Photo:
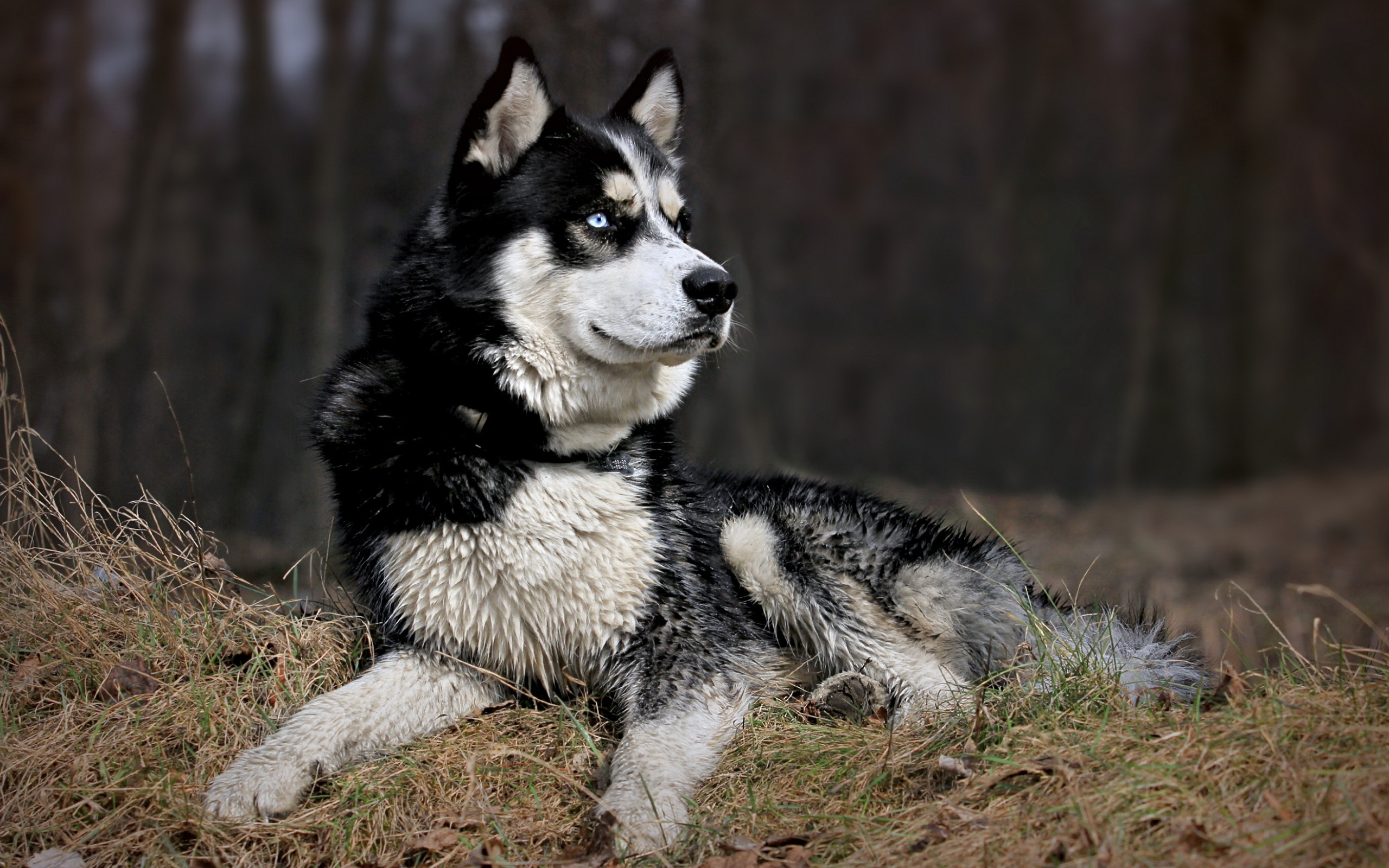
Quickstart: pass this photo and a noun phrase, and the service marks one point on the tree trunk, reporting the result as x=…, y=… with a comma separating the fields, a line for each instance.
x=330, y=157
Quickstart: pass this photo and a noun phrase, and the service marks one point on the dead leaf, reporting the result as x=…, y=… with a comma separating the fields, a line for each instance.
x=487, y=854
x=470, y=820
x=745, y=859
x=130, y=677
x=28, y=670
x=960, y=768
x=795, y=857
x=216, y=566
x=435, y=841
x=56, y=857
x=738, y=844
x=934, y=834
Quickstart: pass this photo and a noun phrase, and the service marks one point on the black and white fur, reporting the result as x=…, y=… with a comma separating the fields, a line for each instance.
x=514, y=510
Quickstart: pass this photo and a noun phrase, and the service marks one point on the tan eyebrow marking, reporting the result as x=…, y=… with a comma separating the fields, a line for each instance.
x=670, y=197
x=621, y=188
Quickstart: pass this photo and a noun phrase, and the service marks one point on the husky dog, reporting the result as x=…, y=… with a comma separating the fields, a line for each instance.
x=516, y=516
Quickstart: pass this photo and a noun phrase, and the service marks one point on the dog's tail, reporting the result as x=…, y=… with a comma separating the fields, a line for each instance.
x=1134, y=650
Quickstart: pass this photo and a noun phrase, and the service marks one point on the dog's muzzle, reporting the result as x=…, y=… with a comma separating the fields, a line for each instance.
x=710, y=289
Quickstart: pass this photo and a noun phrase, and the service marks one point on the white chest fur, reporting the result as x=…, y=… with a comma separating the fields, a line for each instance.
x=555, y=584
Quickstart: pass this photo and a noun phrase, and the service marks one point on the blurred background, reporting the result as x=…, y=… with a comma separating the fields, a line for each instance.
x=1116, y=273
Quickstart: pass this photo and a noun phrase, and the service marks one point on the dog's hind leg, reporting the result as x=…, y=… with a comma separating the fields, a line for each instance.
x=663, y=759
x=406, y=695
x=832, y=618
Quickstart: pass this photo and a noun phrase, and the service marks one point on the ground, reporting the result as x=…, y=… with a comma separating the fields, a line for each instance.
x=134, y=667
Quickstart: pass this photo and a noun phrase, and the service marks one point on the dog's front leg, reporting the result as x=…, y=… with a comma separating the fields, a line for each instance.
x=406, y=695
x=663, y=759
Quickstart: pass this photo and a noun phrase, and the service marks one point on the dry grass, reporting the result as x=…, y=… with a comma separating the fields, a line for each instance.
x=1291, y=768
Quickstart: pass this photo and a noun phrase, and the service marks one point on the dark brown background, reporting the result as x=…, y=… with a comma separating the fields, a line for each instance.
x=1092, y=247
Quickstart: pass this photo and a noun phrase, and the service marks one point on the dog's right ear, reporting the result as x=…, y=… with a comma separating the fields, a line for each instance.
x=507, y=117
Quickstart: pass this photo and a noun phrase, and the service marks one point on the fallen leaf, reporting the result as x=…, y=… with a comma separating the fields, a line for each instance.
x=745, y=859
x=56, y=857
x=435, y=841
x=934, y=834
x=28, y=668
x=738, y=844
x=470, y=820
x=216, y=566
x=487, y=854
x=130, y=677
x=960, y=768
x=785, y=841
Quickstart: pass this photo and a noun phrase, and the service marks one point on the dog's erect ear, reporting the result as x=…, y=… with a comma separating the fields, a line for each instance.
x=656, y=100
x=509, y=114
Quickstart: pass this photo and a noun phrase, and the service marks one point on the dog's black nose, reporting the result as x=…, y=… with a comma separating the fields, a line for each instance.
x=710, y=289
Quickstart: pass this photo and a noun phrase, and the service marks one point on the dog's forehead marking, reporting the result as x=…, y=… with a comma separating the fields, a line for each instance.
x=658, y=188
x=621, y=188
x=670, y=196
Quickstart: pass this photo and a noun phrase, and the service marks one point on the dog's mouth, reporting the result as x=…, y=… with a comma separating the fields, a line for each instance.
x=690, y=345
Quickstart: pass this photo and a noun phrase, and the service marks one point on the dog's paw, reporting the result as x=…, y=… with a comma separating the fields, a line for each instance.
x=254, y=789
x=633, y=828
x=849, y=695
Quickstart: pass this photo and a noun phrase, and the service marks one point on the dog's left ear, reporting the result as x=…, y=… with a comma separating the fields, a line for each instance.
x=656, y=100
x=509, y=114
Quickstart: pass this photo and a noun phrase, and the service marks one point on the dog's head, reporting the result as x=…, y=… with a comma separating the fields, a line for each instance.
x=579, y=235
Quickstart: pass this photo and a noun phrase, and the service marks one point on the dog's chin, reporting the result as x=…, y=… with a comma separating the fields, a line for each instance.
x=609, y=348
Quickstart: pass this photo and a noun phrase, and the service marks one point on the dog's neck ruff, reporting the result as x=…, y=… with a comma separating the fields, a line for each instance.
x=588, y=406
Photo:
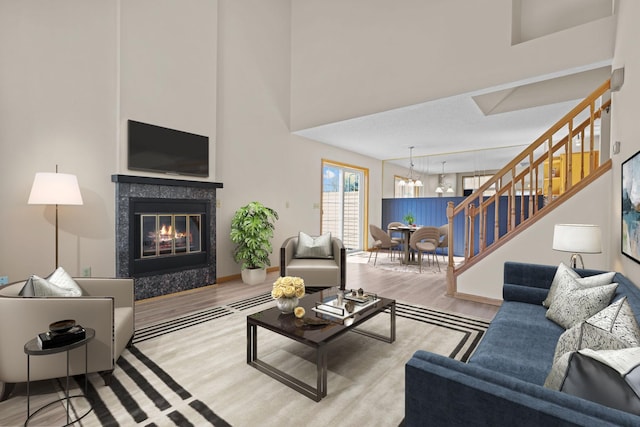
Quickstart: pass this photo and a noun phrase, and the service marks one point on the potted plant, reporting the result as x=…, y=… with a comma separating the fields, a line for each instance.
x=409, y=219
x=251, y=230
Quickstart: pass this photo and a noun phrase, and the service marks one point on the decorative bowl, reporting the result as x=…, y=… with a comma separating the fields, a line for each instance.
x=62, y=325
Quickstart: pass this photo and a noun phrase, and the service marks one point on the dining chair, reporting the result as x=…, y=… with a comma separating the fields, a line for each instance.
x=381, y=240
x=444, y=239
x=425, y=240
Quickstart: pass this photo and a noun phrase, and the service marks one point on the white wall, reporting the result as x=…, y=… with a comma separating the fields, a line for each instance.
x=168, y=69
x=57, y=106
x=258, y=158
x=624, y=120
x=68, y=80
x=357, y=57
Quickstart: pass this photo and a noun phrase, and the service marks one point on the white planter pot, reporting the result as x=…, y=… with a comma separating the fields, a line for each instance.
x=253, y=276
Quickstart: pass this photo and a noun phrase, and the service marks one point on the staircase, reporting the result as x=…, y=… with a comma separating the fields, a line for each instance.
x=559, y=163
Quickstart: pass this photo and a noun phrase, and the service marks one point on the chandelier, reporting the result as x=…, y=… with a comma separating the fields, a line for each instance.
x=410, y=181
x=440, y=188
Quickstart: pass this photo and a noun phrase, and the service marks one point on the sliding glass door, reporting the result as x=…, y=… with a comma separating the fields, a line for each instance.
x=344, y=189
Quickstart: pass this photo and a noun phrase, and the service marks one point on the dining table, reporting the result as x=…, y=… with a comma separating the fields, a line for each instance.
x=406, y=238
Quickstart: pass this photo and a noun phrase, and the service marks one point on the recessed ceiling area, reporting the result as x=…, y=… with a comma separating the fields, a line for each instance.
x=493, y=125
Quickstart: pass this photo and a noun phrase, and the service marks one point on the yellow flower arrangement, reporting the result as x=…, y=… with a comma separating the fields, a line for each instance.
x=299, y=312
x=288, y=286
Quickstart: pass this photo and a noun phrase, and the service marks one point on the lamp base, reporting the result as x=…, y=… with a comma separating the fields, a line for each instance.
x=574, y=259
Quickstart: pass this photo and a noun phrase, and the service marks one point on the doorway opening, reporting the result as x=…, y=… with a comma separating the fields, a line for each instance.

→ **Task details**
Output the full listing verbatim; pictures stay out.

→ **Solution**
Photo:
Quickstart: pass this photo and a noun phrase, and the service marks one point on the tree trunk, reporting the result as x=…, y=… with a comma separating the fields, a line for each instance.
x=330, y=157
Quickstart: pass this photo and a noun phrase, and the service marks one point on the dead leaf, reporting the result as x=…, y=… with a comma separating the fields, a line for each instance.
x=487, y=854
x=470, y=820
x=745, y=859
x=130, y=677
x=28, y=670
x=960, y=768
x=795, y=857
x=216, y=566
x=435, y=841
x=56, y=857
x=738, y=844
x=934, y=834
Quickstart: pass this photo and a noun phrase, and the service marks one point on the black and white fur, reporting the result as x=…, y=… with a comma separating the fields, a line for each instance.
x=514, y=510
Quickstart: pass this photo and a noun phrase, and the service marks one point on the tan eyebrow marking, reporting the result as x=…, y=… with a comma separating the fields, a line for each instance.
x=670, y=197
x=621, y=188
Quickstart: pass this photo and a noun phrase, and the service marks one point on the husky dog, reporting the result as x=…, y=… with a comma separating the fields, a line for each instance.
x=516, y=516
Quickstart: pass this photo and a noun phrase, and the service marks one point on the dog's tail, reporting the result as x=…, y=… with a comma separating the fields, a line for each instance.
x=1134, y=650
Quickstart: pass this photo and a noun phrase, and the service marks one point on the dog's muzzle, reporting the result as x=…, y=… with a comma separating the fields, a line for each instance.
x=710, y=289
Quickstart: pass this photo and a noun phrase, and the service marks one point on the white chest fur, reporting the result as x=…, y=… with a comma separating the fields, a line for each instance.
x=555, y=584
Quickstart: pass this photo and a noun phrase, and the service marks one point on the blurred background, reporting the result as x=…, y=… with a comma separating the fields, a line for each instance.
x=1116, y=273
Quickstart: pass this photo and a noun phrase, and the service marks one point on the dog's hind leg, reporting the result as x=…, y=… with a comma separating the fields, a line for each instance.
x=663, y=759
x=406, y=695
x=832, y=618
Quickstart: pass this photo and a noun phrase, and the service marks one point on the ground, reporting the result as x=…, y=… with a comma separating the fields, a line for each instance.
x=134, y=667
Quickstart: pass this photo and a noun phrase, and the service marks one point on the dog's front leg, reporting the result as x=…, y=… with a comma separating the fields, a line for each instance.
x=406, y=695
x=663, y=759
Quickstart: pass this photo and a noun phrase, and the service marks one point on the dry grass, reporting the result as x=…, y=… with a comma separating the fields, a line for each instance.
x=1291, y=768
Quickstart: pass this photo and a noun phrase, and the service marks one point on the dark brown background, reporting the result as x=…, y=… with a comma separating the fields, a line for each instance.
x=1092, y=247
Quickstart: pass this photo and a noun phrase, and the service marks one point on the dog's right ear, reporting the result as x=…, y=… with a comma separating the fields, a line for each instance.
x=507, y=117
Quickstart: pass this photo and a noun phrase, and the service marks one point on the fallen leaf, reporting the result as x=…, y=… with a comma separating the fields, a line for each instance.
x=745, y=859
x=56, y=857
x=435, y=841
x=934, y=834
x=28, y=668
x=738, y=844
x=470, y=820
x=216, y=566
x=487, y=854
x=130, y=677
x=960, y=768
x=785, y=841
Quickstart: pass this photo and a noun phrase, and the service marks one point on the dog's erect ear, reporting the result as x=…, y=… with a comma separating the fields, a line for each instance.
x=656, y=100
x=509, y=114
Quickstart: pass this photo and a noun phrase, and the service marks one point on the dog's black nose, reporting the result as x=…, y=… with a comma separating the fields, a line for each instance.
x=710, y=289
Quickstart: pass this photo and a noun phrase, and the service marks one point on the dog's forehead marking, reporting the result as x=…, y=… with a comma separating the fields, a line for each instance.
x=658, y=188
x=621, y=188
x=670, y=196
Quickstart: pass this photo and a noun phrase, and the service marks one point on the dog's mouth, reporting the result as x=…, y=… with a comma separating the fields, a line for each instance.
x=690, y=345
Quickstart: pass this photo and a noun phrase, and the service marks one point on the dog's paw, reporting the result as x=…, y=… with a comma separating the fields, a line for each instance.
x=254, y=789
x=633, y=828
x=849, y=695
Quickstart: pass this photo and a noun phrase, and the service marks one point on the dog's left ear, reporting the result as x=…, y=… with a comma separating the fields, a line for each instance.
x=656, y=100
x=509, y=114
Quickstart: pass this photo and a noun phrase, and the service marks one point on the dog's head, reporting the result as x=…, y=… with a comma separating the fields, a line for each instance.
x=579, y=235
Quickstart: pass this photo and a noun phrase, and the service marks one point on the dog's chin, reporting the result as x=…, y=… with a comma separating the fields, a line for each instance.
x=609, y=348
Quickstart: pass this photo and a noun phrase, and the service marks one point on the dog's neck ruff, reporting the result as x=…, y=… with a comma separating the fields, a line for each instance.
x=588, y=406
Photo:
Quickstart: pass this photo and a noun phrase, and the service marks one point on the potted plant, reporting the result as x=…, y=… with a comma separating the fields, a line for each instance.
x=409, y=219
x=251, y=230
Quickstart: pass this photo and a noun phrase, and the service marks one point on the decorative bowl, reporting the result as x=…, y=… with a comma separating the fields, a line for each instance.
x=62, y=325
Quickstart: pass this photo and a noun phrase, and the service marks one point on the dining chair, reporting the result as x=…, y=… with a comma separating the fields, a line for each instance.
x=381, y=240
x=444, y=239
x=425, y=240
Quickstart: pass this photo and a noun phrase, and the service marks one point on the white wall, reporting the result as x=…, y=… with a comma separating the fields, a line for each instance.
x=168, y=69
x=57, y=106
x=258, y=158
x=624, y=120
x=68, y=80
x=357, y=57
Quickstart: pass this photo and a noun phrase, and the service marks one point on the white planter pot, reporting the result as x=…, y=… with a comma separating the fields, a line for each instance.
x=253, y=276
Quickstart: pass this photo and a noun phrase, and the service marks one point on the staircase, reporting the result as x=…, y=… with a comma separating the fields, a line for each instance.
x=559, y=163
Quickstart: pass this photo and a noun phrase, and the service marks one point on the chandelier, reporting the result as x=…, y=… with a comma separating the fields, a line for each instance.
x=410, y=181
x=440, y=188
Quickstart: pass this photo and a noun phrase, and the service marks one point on the sliding glass door, reporting the result as x=…, y=… with a comma separating the fields, a line for each instance.
x=344, y=189
Quickstart: pass this photo and a noun phrase, and the service marks one point on the dining table, reporting the result as x=…, y=… with a comma separating the fields, a line for each instance.
x=406, y=238
Quickstart: pass this photo and a noun phrase, and the service marks one point on the recessed ceiling area, reporting the result as x=…, y=… with a comma separating the fields, a line for each instance.
x=493, y=125
Quickstart: pass this photo and a noun phrase, and the service marks one point on the yellow flower arrangement, reporting the result as x=…, y=… with a comma separating the fields, a line for each instance.
x=299, y=312
x=288, y=286
Quickstart: pass this photo and a noun phrase, and the service marks one point on the lamp base, reporting the result as x=…, y=… with a comma separating the fields, a line for each instance.
x=574, y=259
Quickstart: pass this photo and a noun phrase, and the service marks one point on the doorway opening, reporting the result as x=…, y=… with a comma separating the fields, a line for each instance.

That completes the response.